- What is being asked
You are asked to write out the entries exactly as they are given.

(Data begins)

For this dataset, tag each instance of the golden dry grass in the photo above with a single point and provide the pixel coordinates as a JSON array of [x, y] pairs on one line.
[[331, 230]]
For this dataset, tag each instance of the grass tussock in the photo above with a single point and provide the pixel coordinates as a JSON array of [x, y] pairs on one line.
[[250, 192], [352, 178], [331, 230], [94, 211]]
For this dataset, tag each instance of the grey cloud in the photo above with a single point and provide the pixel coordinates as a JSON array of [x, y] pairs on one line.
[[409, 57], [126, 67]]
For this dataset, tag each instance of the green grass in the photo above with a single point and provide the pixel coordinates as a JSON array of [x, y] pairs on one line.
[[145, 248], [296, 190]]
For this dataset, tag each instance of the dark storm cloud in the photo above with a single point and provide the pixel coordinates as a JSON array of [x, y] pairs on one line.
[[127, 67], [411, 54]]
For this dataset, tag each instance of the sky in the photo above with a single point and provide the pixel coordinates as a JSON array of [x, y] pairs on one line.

(Data ends)

- Response to the exercise
For this dataset, tag each instance of the golden dry grass in the photo above with a single point and provide the pixel coordinates as a JSON array of [x, y] pairs on one line.
[[331, 230]]
For this dataset, tag each instance of the grass tussock in the photo above with a single point and provide the pixel coordinates as a JSON array of [x, y] pairs on one line.
[[250, 192], [352, 178], [331, 230], [94, 211]]
For this dataset, tag each instance of the grey cloud in the photo above with a single point and provide the pixel coordinates as a JSON array of [x, y] pairs on one line.
[[409, 57], [126, 67]]
For this dataset, tag each instance of the green grass in the photo above with a single point and provide the pixel coordinates as a JSON array of [x, y] pairs on one line.
[[145, 248], [296, 190]]
For this dataset, tag each instance of the dark storm cloud in the photo above with a single point and provide the pixel coordinates as a JSON array of [x, y] pairs on one line.
[[127, 67], [411, 54]]
For this dataset, tag each instance of the sky in the photo above with a single point and provide the pixel coordinates as a JSON array of [x, y] pairs on one line.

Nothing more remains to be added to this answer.